Prompt —
The required result is the exact run of lines beginning at the one containing "# point at: snow slope (one per instance)" and ending at the last line of the entries.
────
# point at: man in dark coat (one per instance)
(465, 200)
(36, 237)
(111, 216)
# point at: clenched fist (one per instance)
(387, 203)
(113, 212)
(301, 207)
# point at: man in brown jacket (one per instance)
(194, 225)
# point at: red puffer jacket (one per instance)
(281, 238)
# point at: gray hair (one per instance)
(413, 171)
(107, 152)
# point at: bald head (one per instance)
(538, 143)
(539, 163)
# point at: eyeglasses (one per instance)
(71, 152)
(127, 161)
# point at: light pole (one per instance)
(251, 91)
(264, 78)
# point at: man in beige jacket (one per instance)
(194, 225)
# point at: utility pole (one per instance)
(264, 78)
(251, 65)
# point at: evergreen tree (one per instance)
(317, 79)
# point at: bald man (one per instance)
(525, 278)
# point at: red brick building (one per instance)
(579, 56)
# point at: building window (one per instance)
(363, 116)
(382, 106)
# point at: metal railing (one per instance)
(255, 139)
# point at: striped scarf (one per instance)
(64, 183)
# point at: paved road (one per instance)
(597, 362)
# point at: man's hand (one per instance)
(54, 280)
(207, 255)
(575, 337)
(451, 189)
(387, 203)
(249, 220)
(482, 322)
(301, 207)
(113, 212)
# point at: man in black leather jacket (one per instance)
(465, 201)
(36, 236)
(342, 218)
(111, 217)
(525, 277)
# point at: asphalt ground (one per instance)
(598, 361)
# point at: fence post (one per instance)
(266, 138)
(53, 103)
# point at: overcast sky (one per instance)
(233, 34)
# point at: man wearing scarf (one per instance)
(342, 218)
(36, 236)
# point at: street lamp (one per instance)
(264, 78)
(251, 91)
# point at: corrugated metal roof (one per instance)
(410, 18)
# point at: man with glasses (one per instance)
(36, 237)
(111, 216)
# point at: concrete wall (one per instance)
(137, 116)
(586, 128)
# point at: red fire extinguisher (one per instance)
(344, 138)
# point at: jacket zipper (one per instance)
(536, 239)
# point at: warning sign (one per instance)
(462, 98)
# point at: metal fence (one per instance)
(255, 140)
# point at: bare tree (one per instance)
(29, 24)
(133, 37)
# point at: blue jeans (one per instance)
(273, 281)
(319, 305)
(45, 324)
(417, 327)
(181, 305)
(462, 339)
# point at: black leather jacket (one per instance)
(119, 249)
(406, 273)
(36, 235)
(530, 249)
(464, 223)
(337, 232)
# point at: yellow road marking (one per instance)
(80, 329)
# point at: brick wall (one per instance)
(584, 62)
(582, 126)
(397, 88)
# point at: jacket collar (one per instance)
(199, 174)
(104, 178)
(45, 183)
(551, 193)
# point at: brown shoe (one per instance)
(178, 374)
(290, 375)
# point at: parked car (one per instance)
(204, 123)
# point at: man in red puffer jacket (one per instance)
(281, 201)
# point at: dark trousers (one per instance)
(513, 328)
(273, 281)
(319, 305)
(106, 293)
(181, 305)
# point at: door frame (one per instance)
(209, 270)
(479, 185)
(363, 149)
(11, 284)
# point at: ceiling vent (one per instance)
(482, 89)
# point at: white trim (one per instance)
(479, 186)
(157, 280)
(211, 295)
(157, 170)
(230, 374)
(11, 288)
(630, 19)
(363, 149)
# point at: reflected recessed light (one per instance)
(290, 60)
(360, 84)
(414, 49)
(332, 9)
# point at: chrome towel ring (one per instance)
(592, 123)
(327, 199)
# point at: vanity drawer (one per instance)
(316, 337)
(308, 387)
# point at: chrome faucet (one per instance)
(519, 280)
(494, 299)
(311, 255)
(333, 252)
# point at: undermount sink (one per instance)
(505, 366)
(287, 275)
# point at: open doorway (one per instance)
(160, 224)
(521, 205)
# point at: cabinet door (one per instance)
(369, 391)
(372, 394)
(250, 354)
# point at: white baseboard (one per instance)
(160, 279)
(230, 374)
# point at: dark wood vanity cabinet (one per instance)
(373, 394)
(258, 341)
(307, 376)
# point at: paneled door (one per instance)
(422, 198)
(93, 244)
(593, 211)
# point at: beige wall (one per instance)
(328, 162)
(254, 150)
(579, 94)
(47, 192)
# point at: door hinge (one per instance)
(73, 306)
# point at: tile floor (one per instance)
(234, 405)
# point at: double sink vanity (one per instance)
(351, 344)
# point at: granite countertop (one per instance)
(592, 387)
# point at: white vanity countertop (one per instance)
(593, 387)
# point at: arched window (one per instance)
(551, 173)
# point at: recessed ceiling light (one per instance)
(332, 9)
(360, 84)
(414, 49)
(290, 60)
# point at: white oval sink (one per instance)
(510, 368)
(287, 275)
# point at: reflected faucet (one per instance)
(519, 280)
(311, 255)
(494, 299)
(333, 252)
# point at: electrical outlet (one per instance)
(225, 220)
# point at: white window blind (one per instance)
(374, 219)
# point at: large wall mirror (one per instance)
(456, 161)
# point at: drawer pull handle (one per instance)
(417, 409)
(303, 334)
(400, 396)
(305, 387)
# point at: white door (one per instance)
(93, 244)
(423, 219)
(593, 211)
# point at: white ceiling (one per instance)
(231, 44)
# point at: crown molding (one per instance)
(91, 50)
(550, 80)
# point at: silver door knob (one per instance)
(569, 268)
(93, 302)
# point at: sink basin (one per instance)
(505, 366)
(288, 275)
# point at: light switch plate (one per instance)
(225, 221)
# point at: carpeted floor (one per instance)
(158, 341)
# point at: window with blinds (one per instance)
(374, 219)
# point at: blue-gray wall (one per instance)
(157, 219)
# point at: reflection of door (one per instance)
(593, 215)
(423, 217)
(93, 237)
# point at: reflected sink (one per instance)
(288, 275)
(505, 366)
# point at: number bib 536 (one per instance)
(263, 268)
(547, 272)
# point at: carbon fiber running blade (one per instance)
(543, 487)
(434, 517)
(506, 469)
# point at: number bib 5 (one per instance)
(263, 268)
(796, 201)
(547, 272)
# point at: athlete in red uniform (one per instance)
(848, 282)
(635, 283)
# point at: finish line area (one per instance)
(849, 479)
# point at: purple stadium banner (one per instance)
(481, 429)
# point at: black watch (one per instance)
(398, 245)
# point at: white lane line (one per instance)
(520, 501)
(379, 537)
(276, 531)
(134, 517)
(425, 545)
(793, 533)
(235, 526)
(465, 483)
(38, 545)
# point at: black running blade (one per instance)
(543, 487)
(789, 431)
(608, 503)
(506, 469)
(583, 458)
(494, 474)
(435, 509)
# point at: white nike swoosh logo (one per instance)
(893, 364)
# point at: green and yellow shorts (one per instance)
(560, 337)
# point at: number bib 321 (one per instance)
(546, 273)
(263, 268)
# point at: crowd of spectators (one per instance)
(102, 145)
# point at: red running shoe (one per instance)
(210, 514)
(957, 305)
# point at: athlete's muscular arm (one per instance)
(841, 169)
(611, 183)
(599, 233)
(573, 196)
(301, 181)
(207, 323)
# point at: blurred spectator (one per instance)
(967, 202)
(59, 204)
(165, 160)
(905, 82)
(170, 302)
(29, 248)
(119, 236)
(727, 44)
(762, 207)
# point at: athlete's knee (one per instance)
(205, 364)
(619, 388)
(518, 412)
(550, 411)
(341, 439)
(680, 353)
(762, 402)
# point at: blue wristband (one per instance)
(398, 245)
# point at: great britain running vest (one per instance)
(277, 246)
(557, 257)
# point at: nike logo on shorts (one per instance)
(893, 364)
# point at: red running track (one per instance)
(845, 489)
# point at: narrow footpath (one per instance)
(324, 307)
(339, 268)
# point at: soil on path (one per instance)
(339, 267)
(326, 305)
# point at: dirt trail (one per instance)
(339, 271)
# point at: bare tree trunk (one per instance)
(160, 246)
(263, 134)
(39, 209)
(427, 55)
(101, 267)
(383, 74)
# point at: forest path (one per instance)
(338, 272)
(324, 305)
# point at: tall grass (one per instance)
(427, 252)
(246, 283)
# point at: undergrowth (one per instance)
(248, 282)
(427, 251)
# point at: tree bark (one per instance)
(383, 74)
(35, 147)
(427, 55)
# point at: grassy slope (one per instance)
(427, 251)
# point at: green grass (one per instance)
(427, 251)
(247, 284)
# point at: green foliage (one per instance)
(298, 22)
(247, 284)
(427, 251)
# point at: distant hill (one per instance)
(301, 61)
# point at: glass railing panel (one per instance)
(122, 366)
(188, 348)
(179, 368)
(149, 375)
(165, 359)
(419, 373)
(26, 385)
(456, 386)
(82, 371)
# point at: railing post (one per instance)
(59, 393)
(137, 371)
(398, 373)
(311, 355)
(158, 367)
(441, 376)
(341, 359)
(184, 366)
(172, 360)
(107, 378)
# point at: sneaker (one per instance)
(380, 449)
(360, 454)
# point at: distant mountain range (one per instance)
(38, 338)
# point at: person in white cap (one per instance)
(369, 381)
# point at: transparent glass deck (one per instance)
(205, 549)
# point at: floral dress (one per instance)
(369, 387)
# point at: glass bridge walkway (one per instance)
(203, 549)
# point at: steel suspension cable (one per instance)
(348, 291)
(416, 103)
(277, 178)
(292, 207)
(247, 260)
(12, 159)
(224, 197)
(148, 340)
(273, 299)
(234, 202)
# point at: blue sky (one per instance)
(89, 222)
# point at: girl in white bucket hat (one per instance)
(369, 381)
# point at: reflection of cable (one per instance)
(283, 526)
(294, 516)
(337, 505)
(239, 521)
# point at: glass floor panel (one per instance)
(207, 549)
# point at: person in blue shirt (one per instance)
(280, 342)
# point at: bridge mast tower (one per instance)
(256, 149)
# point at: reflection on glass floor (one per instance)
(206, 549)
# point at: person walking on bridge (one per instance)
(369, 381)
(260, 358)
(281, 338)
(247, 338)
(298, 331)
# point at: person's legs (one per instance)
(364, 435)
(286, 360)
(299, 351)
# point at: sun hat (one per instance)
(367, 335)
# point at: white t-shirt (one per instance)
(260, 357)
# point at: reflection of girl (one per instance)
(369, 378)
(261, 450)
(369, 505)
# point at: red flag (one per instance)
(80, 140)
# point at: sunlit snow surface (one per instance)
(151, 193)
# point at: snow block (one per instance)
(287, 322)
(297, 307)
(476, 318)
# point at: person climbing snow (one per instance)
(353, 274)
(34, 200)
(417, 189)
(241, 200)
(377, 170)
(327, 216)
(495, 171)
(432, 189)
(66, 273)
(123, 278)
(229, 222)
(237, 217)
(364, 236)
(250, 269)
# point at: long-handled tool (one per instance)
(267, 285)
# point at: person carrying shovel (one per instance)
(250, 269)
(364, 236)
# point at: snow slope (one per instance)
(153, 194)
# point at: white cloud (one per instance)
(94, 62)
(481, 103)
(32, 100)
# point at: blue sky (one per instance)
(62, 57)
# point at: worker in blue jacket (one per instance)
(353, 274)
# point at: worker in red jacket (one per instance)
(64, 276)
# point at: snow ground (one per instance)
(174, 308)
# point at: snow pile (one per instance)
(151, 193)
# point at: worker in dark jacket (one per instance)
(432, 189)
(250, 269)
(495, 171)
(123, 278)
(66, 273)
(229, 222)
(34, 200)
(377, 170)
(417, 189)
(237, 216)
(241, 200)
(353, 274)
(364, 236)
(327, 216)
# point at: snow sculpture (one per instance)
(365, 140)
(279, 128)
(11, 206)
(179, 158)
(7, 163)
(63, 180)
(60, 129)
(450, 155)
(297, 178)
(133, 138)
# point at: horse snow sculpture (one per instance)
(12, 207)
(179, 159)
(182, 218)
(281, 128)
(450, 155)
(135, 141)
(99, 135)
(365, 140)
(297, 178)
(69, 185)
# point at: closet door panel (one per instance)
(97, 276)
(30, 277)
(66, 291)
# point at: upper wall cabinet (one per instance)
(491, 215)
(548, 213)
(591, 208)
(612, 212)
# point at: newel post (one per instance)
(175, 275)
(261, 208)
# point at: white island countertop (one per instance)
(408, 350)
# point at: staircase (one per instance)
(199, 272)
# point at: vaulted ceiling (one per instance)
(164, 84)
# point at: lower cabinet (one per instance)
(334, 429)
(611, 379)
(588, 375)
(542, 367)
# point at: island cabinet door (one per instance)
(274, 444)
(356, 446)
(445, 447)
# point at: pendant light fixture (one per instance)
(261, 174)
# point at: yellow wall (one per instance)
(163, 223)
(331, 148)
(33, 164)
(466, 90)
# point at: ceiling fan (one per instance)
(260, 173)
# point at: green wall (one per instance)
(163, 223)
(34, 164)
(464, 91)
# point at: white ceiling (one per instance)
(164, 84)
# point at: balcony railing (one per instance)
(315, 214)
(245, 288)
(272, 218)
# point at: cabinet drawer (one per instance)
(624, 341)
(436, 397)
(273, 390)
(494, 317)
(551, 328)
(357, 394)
────
Result —
# point at: snow slope (one per instance)
(153, 194)
# point at: white cloud (one per instance)
(94, 62)
(481, 103)
(32, 100)
# point at: blue sky (one per instance)
(62, 57)
# point at: worker in blue jacket (one per instance)
(353, 274)
# point at: worker in red jacket (one per instance)
(64, 276)
# point at: snow ground (one per instance)
(174, 308)
# point at: snow pile (one per instance)
(151, 193)
# point at: worker in dark jacket (one per instance)
(432, 189)
(250, 269)
(495, 171)
(123, 278)
(66, 273)
(229, 222)
(34, 200)
(377, 170)
(417, 189)
(237, 216)
(241, 200)
(353, 274)
(364, 236)
(327, 216)
# point at: snow sculpture (one per instance)
(365, 140)
(279, 128)
(11, 206)
(179, 158)
(7, 163)
(63, 180)
(60, 129)
(450, 155)
(297, 178)
(133, 138)
# point at: horse snow sculpture (one per instance)
(12, 207)
(179, 159)
(182, 218)
(281, 128)
(450, 155)
(135, 141)
(99, 135)
(365, 140)
(297, 178)
(69, 185)
# point at: closet door panel (one per instance)
(97, 276)
(30, 277)
(66, 291)
# point at: upper wall cabinet (one per instance)
(491, 215)
(548, 213)
(591, 208)
(612, 212)
# point at: newel post (one per instance)
(175, 275)
(261, 208)
# point at: white island countertop (one per instance)
(408, 350)
# point at: staircase (one per instance)
(199, 272)
# point at: vaulted ceiling (one per instance)
(164, 84)
# point at: lower cabinet (one per instance)
(334, 429)
(611, 379)
(588, 375)
(542, 367)
# point at: island cabinet door (one per instance)
(274, 444)
(356, 446)
(445, 447)
# point at: pendant light fixture (one per instance)
(261, 174)
# point at: yellow wall (one per instance)
(163, 223)
(331, 148)
(33, 164)
(466, 90)
# point at: ceiling fan (one per instance)
(260, 173)
# point at: green wall (one per instance)
(163, 223)
(34, 164)
(464, 91)
# point at: white ceiling (one per instance)
(164, 84)
# point at: balcony railing (one per instance)
(315, 214)
(245, 288)
(272, 218)
# point at: cabinet drawer (one per instance)
(624, 341)
(436, 397)
(273, 390)
(494, 317)
(551, 328)
(357, 394)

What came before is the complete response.